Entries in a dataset
════

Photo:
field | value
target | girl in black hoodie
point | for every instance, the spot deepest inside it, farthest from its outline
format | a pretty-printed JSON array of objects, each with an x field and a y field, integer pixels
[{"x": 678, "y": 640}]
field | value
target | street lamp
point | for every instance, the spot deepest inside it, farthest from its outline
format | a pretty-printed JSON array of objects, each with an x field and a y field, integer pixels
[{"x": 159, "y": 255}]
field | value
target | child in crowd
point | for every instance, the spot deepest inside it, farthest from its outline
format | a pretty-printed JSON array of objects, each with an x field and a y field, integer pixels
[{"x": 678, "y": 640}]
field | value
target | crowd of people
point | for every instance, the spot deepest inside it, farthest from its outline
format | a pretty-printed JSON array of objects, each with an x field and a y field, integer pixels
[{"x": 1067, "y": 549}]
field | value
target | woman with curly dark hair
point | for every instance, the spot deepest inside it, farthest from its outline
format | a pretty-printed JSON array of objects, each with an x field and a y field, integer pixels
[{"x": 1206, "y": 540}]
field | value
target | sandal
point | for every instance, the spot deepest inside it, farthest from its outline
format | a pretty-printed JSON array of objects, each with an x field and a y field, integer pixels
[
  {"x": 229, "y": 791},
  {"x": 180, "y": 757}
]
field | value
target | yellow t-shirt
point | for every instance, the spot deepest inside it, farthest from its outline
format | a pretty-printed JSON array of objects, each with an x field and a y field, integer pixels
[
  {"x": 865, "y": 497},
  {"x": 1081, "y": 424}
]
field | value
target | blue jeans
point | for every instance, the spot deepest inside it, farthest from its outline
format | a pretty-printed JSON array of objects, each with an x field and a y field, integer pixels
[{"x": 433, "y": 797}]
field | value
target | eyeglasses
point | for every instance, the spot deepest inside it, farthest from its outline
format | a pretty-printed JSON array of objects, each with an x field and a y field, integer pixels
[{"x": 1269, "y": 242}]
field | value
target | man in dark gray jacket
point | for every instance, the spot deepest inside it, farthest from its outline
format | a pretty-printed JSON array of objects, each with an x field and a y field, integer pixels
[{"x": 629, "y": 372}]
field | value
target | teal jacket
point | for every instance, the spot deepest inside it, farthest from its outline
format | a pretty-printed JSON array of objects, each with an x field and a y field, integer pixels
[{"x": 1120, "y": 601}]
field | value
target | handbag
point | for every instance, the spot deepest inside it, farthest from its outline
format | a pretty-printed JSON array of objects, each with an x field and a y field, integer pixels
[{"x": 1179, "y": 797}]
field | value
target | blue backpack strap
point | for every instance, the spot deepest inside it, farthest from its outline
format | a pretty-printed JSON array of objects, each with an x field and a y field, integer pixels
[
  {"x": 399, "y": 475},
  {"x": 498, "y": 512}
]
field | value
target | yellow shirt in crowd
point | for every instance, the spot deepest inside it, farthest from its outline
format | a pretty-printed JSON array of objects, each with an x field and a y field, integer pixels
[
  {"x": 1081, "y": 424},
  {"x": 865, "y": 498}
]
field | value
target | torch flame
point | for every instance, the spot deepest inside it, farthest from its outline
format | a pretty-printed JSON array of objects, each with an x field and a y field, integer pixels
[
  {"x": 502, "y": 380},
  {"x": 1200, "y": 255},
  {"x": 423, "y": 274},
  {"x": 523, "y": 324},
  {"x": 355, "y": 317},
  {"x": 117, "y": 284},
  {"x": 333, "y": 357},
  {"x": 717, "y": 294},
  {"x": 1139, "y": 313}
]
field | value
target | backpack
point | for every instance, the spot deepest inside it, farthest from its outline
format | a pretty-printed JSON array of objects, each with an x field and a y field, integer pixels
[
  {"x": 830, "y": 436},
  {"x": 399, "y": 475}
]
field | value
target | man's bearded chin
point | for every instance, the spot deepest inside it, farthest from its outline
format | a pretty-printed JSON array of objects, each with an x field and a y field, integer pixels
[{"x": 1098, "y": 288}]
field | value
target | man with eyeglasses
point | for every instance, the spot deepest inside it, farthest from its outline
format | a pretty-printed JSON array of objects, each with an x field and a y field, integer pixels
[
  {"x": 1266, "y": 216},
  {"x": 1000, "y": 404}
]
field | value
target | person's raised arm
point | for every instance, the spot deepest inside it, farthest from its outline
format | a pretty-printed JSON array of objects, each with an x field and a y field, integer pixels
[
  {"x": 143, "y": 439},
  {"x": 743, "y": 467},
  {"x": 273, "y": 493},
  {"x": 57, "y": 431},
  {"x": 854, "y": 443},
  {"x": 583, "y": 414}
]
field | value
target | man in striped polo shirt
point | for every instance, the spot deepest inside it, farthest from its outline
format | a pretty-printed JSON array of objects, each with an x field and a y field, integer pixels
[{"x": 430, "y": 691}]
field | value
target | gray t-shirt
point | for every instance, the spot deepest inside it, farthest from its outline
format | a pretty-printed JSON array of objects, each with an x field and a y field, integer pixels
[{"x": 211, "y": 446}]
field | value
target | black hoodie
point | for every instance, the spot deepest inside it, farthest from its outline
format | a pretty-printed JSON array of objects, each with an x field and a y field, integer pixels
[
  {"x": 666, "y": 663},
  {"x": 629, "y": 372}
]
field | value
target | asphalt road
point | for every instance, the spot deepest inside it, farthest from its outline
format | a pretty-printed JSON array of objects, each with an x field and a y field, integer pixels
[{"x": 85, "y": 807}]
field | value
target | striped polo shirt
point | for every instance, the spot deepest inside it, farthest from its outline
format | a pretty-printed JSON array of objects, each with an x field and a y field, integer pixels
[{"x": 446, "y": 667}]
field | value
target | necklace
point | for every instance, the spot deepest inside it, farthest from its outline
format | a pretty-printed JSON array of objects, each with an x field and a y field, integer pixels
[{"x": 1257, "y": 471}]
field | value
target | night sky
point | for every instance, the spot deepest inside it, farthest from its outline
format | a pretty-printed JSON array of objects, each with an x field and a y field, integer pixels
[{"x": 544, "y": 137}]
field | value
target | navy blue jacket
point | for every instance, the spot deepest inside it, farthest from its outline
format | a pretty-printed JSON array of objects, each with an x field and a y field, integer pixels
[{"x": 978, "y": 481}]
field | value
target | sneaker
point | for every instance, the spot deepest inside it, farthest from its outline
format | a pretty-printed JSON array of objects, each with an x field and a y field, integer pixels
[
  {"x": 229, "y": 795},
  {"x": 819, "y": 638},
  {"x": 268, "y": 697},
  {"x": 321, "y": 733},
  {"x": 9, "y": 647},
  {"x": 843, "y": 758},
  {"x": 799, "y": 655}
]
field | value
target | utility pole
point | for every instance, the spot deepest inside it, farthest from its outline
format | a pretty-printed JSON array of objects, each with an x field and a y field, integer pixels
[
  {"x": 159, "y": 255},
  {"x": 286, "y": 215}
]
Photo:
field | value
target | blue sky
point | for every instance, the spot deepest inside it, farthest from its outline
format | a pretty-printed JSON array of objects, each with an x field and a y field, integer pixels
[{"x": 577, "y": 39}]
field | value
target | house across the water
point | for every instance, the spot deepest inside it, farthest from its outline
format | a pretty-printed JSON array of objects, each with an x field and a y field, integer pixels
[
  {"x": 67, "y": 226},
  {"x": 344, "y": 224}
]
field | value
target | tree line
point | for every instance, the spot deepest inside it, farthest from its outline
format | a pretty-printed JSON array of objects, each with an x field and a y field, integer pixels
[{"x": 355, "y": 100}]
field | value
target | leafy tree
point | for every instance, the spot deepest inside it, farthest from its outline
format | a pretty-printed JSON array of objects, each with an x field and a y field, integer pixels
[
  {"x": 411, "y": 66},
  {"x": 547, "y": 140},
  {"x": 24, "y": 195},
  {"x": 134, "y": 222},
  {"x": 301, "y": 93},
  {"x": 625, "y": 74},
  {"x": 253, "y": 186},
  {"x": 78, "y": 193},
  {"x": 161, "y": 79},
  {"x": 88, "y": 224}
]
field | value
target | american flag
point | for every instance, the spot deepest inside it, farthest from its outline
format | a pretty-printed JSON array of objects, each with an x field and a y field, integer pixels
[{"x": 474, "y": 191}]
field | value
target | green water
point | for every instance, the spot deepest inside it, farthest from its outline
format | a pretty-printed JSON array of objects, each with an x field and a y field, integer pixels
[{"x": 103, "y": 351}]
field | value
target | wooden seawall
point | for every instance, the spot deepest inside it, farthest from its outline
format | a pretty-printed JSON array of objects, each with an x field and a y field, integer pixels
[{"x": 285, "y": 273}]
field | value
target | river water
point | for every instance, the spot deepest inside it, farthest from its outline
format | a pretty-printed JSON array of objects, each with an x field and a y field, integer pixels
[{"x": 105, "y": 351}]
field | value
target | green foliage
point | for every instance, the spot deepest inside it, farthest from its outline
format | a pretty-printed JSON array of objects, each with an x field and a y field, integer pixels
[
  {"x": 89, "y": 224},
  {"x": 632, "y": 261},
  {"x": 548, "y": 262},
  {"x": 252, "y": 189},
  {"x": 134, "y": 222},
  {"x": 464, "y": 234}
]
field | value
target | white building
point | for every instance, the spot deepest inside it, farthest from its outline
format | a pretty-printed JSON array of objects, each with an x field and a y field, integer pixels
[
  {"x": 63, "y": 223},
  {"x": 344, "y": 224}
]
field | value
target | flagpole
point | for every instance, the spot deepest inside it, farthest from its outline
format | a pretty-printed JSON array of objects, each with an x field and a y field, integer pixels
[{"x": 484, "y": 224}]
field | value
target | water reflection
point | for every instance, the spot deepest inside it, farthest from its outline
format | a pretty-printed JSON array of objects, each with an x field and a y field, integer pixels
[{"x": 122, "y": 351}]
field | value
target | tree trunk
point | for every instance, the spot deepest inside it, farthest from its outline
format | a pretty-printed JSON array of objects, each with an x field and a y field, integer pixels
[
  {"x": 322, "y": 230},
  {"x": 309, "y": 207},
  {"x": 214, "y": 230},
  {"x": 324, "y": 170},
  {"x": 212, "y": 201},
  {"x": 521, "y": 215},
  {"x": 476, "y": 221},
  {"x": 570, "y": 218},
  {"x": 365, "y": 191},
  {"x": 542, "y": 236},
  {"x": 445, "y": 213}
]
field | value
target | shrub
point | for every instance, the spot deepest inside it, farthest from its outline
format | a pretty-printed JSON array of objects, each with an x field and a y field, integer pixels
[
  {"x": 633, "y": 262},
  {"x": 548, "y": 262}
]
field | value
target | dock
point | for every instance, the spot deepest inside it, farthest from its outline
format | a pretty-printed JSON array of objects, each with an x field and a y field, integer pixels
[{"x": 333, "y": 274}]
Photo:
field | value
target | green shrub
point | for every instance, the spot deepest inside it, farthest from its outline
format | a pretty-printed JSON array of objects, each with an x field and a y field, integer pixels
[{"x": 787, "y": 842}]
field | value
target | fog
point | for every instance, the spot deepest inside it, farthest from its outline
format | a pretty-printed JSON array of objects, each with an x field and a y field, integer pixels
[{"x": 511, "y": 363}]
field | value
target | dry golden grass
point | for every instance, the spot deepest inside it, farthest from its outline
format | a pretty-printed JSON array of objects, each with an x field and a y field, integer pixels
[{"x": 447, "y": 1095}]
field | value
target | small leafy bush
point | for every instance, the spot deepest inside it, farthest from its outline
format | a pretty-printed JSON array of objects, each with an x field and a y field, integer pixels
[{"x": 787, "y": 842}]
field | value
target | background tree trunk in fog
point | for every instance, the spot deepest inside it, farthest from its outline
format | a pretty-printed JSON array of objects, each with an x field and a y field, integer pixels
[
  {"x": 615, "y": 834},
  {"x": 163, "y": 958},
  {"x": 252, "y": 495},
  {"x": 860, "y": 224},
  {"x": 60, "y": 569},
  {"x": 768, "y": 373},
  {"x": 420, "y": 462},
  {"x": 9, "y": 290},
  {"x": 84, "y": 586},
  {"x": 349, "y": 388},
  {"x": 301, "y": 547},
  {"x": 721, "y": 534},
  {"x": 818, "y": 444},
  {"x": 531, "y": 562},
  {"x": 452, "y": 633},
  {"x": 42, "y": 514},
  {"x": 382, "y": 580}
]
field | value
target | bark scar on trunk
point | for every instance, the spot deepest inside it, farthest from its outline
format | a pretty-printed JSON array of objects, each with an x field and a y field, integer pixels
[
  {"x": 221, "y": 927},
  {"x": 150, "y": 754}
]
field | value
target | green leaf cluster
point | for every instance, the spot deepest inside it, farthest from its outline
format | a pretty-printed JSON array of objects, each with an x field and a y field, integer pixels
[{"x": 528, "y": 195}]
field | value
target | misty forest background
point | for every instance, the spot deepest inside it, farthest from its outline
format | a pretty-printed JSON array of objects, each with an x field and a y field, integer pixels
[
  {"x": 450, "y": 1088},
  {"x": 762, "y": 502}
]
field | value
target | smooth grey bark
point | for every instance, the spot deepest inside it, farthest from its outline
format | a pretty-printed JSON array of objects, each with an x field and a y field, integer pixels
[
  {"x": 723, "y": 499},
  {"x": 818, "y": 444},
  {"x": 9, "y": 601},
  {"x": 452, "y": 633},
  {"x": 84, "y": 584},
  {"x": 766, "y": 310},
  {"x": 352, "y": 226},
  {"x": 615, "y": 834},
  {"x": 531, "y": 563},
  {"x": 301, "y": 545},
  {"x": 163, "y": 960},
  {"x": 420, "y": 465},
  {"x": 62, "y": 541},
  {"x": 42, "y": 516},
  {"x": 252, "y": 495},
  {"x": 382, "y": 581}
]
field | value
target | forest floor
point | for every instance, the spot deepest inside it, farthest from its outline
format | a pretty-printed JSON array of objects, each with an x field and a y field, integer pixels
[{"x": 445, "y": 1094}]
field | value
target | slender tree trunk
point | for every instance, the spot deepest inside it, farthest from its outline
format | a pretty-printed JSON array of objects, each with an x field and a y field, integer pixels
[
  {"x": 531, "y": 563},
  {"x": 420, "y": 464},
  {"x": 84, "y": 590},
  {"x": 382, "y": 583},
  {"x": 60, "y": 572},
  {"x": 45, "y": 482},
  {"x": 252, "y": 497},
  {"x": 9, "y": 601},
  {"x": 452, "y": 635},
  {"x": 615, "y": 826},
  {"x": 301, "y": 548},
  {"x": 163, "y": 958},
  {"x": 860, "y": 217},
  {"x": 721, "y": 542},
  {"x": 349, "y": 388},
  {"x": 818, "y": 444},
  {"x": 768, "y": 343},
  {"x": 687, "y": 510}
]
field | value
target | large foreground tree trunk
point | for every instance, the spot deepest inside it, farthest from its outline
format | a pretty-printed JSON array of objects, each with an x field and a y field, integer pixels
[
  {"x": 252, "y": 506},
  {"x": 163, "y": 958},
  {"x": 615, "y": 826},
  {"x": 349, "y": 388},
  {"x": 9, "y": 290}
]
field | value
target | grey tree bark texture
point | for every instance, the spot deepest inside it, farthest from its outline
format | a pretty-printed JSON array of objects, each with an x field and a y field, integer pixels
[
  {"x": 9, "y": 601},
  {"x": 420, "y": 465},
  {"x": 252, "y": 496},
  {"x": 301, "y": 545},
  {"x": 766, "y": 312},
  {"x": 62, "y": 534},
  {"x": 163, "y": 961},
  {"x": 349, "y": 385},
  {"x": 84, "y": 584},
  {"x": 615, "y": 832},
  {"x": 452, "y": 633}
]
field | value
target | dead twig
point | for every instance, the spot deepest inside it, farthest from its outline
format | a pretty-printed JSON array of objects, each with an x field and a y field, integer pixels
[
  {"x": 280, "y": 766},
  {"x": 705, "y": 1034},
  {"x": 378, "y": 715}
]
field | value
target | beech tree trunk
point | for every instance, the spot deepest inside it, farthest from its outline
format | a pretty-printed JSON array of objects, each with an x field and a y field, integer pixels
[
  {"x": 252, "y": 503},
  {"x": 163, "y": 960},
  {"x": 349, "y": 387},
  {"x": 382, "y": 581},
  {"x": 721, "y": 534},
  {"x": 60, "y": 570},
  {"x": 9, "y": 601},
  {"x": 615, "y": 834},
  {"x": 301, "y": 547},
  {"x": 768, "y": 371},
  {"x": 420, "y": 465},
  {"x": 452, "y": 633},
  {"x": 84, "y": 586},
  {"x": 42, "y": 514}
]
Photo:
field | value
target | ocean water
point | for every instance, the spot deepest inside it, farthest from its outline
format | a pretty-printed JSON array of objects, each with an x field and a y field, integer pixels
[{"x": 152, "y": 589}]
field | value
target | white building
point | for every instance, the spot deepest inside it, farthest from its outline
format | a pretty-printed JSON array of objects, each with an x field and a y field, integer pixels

════

What the exercise asks: Which lines of the entries above contain the word "dark"? Report each one in full.

Response below:
target | woman with curly dark hair
target | man in dark gray jacket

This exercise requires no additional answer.